Stated exercise: Rewrite each of the following items, swapping "one dot per instance" for "one point per instance" and leaving everything else unchanged.

Task input:
══════════════════════════════
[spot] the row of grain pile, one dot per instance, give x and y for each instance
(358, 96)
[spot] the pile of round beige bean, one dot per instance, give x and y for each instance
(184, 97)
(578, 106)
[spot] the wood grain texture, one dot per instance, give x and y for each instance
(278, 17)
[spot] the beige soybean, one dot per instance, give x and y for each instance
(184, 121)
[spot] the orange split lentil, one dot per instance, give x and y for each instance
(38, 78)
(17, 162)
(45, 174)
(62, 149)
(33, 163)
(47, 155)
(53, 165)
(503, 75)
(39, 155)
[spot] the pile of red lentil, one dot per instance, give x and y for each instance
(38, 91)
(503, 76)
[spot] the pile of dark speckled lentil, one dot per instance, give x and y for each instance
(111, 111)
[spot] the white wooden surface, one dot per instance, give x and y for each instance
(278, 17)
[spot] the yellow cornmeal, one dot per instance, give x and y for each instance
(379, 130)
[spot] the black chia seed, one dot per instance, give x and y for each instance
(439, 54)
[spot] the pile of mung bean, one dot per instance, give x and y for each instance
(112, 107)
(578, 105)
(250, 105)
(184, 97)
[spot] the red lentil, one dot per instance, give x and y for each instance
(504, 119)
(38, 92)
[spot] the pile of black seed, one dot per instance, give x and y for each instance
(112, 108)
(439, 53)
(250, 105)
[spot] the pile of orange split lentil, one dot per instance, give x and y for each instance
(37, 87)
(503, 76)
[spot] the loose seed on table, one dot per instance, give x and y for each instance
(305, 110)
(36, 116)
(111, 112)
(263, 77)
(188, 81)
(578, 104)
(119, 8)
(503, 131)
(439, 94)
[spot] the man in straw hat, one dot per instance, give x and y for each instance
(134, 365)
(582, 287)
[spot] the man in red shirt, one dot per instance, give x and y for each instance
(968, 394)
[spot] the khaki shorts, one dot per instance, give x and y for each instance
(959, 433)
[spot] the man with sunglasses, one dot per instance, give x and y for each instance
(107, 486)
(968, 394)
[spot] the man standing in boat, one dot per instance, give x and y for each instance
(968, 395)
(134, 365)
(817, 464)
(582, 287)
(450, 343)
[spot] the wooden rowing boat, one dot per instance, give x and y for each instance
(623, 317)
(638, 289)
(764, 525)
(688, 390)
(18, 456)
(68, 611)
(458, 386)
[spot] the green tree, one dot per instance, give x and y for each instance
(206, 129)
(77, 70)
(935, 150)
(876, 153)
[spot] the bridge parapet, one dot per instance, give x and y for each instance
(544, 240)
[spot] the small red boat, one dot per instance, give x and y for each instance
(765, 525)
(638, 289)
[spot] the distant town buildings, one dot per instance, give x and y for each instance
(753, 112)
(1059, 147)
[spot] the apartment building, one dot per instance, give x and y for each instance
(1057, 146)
══════════════════════════════
Written answer:
[spot] the row of grain pile, one point per instance, give x and y for each instance
(358, 96)
[spot] the pile of round beige bean, one point per instance, give x and y for each instance
(184, 97)
(578, 106)
[spot] the wood grain texture, one point per instance, give x and y for each instance
(278, 17)
[spot] the beige soybean, one point per instance, give x and y for each instance
(184, 121)
[spot] the orange split lentil, one point per instance, give x and y for each instance
(38, 78)
(17, 162)
(45, 174)
(62, 149)
(33, 163)
(47, 155)
(53, 165)
(503, 75)
(39, 155)
[spot] the pile of red lentil, one point per instance, give x and y for each instance
(38, 91)
(503, 76)
[spot] the pile of dark speckled lentil, one point per instance, give x and y for each instance
(111, 111)
[spot] the white wooden surface, one point per instance, give x and y for each instance
(278, 17)
[spot] the yellow cornmeal, one point per instance, give x and y for each instance
(379, 130)
[spot] the black chia seed, one point per instance, give x and y for each instance
(439, 54)
[spot] the pile of mung bean, one point per instance, give x and y for each instance
(112, 107)
(578, 105)
(250, 105)
(184, 97)
[spot] the red lentil, one point per instance, give x and y for each instance
(504, 119)
(38, 92)
[spot] the pile of black seed, one point per instance, give x and y for each instance
(112, 108)
(439, 53)
(250, 105)
[spot] the pile of orange split lentil, one point per instance, give x and y for each instance
(37, 87)
(503, 76)
[spot] the loose seed on table, one point per instance, give x and y for each instance
(305, 110)
(36, 116)
(111, 112)
(263, 77)
(188, 81)
(578, 104)
(119, 8)
(503, 131)
(439, 94)
[spot] the man in straw hat, one point per instance, give x and y for each instance
(134, 365)
(582, 287)
[spot] the man in red shirt, one point per instance, give x and y for each instance
(968, 394)
[spot] the khaki shorts, one point per instance, give x and y for each instance
(959, 433)
[spot] the man with sunglasses, one point per instance, give x and y for each instance
(107, 486)
(968, 394)
[spot] the man standing in boat, one point per instance, give x and y for each instance
(968, 395)
(134, 365)
(817, 464)
(582, 287)
(450, 343)
[spot] the wooden rowing boat, one point per instance, give x and y for each instance
(623, 317)
(638, 289)
(764, 525)
(688, 390)
(18, 456)
(68, 611)
(458, 386)
[spot] the green tree, one point per instance, give x and y for each instance
(206, 129)
(77, 70)
(935, 150)
(876, 153)
[spot] the bridge parapet, one point per instance, give x and y for each instance
(544, 240)
[spot] the small red boat, one point per instance, give x and y for each instance
(765, 525)
(638, 289)
[spot] the distant town buildings, one point per instance, give x and y for each instance
(753, 112)
(1059, 147)
[spot] the apartment building, one point per instance, give x and y for each instance
(1057, 146)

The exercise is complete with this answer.